ENTRIES SUPPLIED ->
□ □ □ □ □ □ □

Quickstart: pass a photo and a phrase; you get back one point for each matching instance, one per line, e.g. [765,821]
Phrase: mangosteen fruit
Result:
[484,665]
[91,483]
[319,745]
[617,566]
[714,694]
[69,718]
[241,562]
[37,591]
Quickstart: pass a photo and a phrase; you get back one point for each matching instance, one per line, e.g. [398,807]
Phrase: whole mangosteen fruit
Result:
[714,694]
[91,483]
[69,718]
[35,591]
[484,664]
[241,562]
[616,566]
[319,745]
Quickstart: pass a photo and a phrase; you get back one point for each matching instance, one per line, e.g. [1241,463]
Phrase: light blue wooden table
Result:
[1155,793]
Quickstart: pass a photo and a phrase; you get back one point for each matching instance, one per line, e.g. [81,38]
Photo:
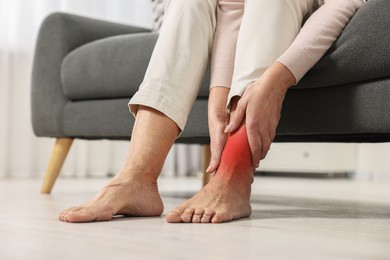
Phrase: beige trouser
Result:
[181,54]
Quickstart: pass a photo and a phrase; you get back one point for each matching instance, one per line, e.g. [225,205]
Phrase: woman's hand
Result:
[218,118]
[260,106]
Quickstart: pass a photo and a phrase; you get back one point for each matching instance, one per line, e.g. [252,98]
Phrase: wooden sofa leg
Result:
[57,158]
[206,157]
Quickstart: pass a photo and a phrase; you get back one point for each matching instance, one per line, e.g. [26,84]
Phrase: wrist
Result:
[280,76]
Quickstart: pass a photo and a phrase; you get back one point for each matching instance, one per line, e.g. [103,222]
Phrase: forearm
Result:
[318,34]
[229,14]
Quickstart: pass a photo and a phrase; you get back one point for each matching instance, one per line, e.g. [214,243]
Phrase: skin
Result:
[134,191]
[260,107]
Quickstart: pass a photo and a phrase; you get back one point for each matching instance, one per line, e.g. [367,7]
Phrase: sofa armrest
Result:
[60,33]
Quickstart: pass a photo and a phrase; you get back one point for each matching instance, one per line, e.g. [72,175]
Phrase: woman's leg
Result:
[161,106]
[267,29]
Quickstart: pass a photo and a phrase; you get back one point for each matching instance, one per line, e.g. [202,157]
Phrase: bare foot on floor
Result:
[221,200]
[138,198]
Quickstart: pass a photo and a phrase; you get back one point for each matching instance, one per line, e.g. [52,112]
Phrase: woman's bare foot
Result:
[129,197]
[221,200]
[227,195]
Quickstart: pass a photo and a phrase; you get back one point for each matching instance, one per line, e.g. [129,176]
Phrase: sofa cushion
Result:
[110,68]
[361,52]
[114,67]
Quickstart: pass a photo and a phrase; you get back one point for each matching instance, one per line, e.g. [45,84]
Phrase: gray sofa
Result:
[86,70]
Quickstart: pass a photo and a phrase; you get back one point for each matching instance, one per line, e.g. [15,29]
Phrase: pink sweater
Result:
[319,32]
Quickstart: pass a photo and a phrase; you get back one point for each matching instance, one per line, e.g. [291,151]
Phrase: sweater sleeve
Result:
[229,15]
[318,34]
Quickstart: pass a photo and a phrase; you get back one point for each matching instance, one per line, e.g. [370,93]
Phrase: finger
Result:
[236,118]
[266,145]
[255,143]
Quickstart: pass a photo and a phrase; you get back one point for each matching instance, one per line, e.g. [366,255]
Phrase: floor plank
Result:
[292,219]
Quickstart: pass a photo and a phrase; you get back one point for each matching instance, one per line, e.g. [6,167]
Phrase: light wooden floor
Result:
[292,219]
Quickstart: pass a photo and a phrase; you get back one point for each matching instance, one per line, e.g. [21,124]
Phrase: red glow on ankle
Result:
[236,156]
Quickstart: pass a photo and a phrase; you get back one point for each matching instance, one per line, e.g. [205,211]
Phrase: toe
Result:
[219,218]
[186,217]
[198,214]
[62,215]
[79,215]
[174,216]
[206,218]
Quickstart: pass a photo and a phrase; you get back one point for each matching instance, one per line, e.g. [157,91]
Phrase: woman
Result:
[259,49]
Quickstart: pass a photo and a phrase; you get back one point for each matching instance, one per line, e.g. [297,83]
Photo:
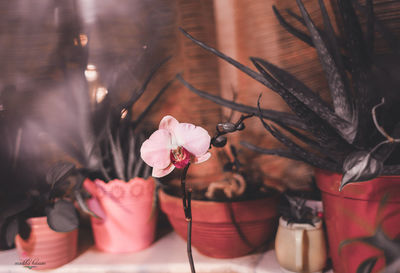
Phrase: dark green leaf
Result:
[288,119]
[24,229]
[336,76]
[367,265]
[63,217]
[14,208]
[360,166]
[227,127]
[306,96]
[279,152]
[220,141]
[326,134]
[118,159]
[82,204]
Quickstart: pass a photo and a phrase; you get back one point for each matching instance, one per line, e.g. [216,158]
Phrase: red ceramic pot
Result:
[46,248]
[128,218]
[353,213]
[213,231]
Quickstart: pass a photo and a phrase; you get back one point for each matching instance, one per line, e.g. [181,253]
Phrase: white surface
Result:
[167,255]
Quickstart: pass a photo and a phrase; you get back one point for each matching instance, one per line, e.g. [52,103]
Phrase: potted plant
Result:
[300,241]
[41,219]
[244,214]
[122,196]
[357,160]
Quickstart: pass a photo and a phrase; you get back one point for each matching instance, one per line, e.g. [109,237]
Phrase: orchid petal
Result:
[194,139]
[156,150]
[202,158]
[163,172]
[168,123]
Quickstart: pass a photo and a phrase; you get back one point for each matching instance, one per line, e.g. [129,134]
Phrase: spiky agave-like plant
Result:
[348,136]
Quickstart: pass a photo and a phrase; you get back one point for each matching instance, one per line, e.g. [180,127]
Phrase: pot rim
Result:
[305,226]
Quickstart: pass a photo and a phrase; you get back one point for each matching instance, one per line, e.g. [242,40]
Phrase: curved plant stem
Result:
[187,195]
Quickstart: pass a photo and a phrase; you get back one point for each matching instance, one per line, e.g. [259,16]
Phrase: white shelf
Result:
[166,255]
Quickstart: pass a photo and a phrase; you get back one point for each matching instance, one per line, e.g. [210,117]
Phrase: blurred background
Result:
[121,40]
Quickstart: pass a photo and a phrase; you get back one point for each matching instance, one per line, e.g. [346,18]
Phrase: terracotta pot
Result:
[353,212]
[301,247]
[46,248]
[127,220]
[213,231]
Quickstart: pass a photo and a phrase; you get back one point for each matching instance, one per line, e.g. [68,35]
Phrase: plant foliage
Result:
[347,136]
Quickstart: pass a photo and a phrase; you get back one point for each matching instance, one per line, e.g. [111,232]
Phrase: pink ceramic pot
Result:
[46,248]
[127,212]
[213,231]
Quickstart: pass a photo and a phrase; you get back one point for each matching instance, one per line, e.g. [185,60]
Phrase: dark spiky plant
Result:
[350,136]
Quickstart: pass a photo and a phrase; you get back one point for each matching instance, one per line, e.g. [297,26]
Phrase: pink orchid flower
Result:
[173,145]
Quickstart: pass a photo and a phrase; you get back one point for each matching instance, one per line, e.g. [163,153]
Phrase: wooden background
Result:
[128,37]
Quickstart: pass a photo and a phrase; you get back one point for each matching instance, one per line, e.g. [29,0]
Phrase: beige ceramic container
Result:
[301,247]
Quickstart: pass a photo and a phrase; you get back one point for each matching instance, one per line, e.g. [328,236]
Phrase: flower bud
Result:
[227,127]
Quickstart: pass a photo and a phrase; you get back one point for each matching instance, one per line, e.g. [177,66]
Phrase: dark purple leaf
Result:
[59,172]
[62,217]
[360,166]
[151,104]
[219,141]
[138,93]
[288,119]
[346,129]
[336,76]
[326,134]
[298,151]
[227,127]
[367,265]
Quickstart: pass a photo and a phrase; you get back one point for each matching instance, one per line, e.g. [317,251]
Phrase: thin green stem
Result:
[187,208]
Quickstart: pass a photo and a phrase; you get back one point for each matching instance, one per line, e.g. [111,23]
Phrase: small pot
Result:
[127,214]
[301,247]
[224,229]
[46,248]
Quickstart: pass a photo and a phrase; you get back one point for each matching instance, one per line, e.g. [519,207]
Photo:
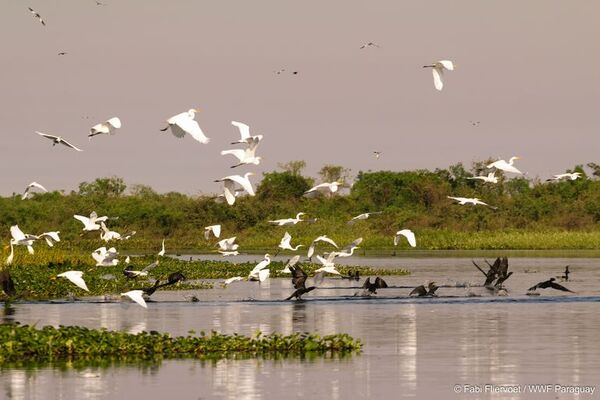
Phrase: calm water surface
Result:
[419,348]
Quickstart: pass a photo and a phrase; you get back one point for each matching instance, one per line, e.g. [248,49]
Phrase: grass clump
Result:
[22,342]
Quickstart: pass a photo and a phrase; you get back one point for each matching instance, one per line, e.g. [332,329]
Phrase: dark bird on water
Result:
[372,287]
[566,274]
[299,282]
[422,291]
[352,276]
[549,284]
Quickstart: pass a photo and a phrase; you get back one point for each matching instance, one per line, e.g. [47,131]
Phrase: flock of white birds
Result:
[233,185]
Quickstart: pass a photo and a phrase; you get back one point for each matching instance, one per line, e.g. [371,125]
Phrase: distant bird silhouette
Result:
[422,291]
[299,282]
[566,274]
[351,276]
[549,284]
[372,287]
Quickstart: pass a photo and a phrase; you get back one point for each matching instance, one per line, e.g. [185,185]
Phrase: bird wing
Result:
[559,287]
[437,78]
[136,295]
[228,191]
[46,135]
[64,142]
[238,153]
[243,182]
[190,126]
[244,130]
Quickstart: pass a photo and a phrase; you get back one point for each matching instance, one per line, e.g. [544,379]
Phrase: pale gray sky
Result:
[528,70]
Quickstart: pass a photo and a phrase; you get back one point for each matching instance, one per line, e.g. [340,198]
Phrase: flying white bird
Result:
[31,186]
[37,15]
[291,262]
[569,176]
[229,186]
[89,224]
[245,134]
[254,274]
[58,140]
[107,127]
[322,238]
[369,44]
[105,258]
[76,278]
[228,253]
[215,229]
[363,216]
[228,244]
[22,239]
[506,166]
[107,235]
[438,72]
[183,123]
[162,251]
[137,296]
[408,234]
[231,280]
[284,244]
[325,187]
[50,237]
[245,156]
[288,221]
[328,264]
[467,200]
[490,178]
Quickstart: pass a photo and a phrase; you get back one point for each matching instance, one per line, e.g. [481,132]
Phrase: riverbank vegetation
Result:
[531,213]
[28,343]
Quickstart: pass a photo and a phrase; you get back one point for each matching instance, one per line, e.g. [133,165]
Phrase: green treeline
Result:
[531,213]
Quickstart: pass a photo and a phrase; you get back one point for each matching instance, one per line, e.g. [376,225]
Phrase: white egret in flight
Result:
[183,123]
[107,127]
[408,234]
[285,244]
[137,296]
[89,224]
[58,140]
[229,185]
[215,229]
[245,134]
[438,72]
[32,185]
[468,200]
[76,278]
[288,221]
[490,178]
[506,166]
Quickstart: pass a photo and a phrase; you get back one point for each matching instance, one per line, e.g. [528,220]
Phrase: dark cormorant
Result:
[299,282]
[550,284]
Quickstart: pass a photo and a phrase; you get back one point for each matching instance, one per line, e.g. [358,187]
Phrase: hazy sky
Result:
[528,70]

□ □ □ □ □ □ □

REQUIREMENT ->
Each line above that contains "stem" must be copied out.

FINAL ANSWER ->
Phrase: curved plant stem
Phrase: thin green stem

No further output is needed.